(Data entries)
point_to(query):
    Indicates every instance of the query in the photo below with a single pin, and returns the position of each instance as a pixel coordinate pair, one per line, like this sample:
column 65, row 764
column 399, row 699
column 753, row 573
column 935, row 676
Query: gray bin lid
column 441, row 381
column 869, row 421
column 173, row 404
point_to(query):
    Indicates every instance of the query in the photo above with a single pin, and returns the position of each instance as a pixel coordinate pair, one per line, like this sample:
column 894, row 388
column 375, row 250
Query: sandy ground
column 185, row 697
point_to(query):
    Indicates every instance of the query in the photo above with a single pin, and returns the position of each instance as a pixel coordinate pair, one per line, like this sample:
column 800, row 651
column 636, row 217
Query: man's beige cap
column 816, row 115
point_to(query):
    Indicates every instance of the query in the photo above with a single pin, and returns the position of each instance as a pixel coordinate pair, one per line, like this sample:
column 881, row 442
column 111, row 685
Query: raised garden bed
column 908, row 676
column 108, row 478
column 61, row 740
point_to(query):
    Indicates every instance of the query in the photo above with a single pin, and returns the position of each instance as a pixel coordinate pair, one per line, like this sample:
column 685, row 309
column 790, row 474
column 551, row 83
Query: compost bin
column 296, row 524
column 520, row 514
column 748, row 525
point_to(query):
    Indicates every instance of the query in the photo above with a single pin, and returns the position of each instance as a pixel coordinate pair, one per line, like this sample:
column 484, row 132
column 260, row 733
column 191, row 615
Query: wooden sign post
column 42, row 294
* * *
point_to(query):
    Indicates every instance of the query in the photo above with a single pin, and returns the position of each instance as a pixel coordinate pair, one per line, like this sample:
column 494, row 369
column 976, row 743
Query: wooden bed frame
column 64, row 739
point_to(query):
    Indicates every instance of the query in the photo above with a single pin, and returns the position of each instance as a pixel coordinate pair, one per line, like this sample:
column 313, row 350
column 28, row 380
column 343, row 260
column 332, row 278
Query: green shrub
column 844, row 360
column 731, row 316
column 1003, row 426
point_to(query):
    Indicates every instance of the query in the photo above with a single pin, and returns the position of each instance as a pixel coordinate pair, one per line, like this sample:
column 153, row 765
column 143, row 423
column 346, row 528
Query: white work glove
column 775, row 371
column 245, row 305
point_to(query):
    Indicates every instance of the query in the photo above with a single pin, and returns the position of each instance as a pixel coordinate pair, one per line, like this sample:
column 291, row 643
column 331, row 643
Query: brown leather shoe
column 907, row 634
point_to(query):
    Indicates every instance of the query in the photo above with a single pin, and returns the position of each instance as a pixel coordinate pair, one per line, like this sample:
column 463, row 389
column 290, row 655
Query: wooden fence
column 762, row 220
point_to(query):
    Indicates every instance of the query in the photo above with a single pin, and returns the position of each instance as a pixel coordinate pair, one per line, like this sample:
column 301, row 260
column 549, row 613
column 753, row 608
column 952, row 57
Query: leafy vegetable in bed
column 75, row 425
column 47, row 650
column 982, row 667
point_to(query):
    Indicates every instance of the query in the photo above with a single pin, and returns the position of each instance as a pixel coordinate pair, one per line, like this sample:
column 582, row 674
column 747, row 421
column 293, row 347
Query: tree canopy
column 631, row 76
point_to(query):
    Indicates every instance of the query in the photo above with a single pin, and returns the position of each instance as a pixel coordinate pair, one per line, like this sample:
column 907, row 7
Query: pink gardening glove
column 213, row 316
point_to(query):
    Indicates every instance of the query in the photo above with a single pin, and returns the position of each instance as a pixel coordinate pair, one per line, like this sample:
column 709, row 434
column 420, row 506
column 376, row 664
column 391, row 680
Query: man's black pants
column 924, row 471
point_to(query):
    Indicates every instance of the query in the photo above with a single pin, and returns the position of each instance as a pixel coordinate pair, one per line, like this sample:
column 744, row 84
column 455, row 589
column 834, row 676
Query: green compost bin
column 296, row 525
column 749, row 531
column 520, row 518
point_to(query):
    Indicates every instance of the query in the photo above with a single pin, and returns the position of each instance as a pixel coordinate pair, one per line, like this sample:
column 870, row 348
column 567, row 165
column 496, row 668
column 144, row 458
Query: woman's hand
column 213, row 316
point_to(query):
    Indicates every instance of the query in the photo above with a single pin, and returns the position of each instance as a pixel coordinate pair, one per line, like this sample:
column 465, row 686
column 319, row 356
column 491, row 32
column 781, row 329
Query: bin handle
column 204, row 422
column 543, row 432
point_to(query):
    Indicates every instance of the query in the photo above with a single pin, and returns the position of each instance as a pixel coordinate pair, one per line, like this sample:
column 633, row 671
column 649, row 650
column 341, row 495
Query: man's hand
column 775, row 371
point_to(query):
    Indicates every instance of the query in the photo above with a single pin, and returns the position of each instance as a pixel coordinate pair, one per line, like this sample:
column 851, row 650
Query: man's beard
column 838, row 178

TASK STATEMENT ▸
Look above for the line containing "column 582, row 674" and the line containing "column 907, row 7". Transcribe both, with the lines between them, exactly.

RESPONSE TO THIS EXERCISE ▸
column 582, row 674
column 747, row 421
column 293, row 347
Query: tree canopy
column 631, row 76
point_to(query):
    Indicates every instance of the query in the photo above with a single pin, and returns the position of each instance as a pixel coordinate pair, one per line, like this sample:
column 907, row 7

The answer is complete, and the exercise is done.